* _What to produce_: Look through the lines below and extract any with the word "black".

Spatial localization data:
=====

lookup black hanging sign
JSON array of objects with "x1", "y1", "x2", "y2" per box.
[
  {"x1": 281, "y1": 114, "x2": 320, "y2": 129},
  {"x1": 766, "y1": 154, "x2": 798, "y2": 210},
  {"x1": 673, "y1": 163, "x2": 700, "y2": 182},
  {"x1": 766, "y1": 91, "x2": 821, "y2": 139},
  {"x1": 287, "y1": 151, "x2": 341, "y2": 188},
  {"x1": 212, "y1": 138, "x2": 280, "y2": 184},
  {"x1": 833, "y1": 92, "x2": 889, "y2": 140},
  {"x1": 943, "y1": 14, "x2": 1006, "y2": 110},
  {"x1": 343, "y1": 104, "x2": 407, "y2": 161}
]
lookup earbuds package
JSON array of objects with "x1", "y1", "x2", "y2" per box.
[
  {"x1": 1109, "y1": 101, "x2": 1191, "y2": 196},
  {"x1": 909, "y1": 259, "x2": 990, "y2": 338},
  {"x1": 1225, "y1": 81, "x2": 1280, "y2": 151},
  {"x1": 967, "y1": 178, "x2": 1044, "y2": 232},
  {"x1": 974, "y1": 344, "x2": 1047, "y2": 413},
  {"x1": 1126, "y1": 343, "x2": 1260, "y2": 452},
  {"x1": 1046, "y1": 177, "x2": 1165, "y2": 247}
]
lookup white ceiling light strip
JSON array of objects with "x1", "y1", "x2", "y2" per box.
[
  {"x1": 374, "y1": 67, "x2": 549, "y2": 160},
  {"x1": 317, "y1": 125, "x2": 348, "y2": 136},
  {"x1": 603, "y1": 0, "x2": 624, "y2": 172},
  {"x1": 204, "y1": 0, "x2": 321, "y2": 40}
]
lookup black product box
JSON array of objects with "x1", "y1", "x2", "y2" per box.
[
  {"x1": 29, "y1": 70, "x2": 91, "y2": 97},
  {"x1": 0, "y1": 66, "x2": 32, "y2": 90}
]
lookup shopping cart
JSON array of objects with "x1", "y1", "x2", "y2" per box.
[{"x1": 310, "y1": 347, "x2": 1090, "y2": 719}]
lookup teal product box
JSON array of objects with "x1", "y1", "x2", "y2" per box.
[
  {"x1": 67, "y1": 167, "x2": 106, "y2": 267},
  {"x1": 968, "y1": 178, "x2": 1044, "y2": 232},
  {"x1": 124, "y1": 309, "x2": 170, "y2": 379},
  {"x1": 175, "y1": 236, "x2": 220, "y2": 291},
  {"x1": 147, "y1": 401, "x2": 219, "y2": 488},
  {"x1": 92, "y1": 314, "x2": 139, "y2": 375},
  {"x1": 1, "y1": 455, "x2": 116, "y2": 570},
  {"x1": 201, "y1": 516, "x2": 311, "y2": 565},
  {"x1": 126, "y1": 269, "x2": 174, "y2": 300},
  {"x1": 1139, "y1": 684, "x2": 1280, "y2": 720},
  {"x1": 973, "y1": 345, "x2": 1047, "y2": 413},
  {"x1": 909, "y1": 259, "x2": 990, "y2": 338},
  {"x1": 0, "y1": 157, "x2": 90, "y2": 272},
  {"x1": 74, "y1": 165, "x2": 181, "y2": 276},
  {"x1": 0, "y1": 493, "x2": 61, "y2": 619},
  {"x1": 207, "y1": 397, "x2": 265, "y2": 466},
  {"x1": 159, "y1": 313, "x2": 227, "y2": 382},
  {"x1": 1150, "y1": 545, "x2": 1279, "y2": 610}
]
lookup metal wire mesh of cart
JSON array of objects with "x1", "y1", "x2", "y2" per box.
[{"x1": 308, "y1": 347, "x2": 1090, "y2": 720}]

=====

* _Solved exercise_:
lookup black hanging sign
lookup black product box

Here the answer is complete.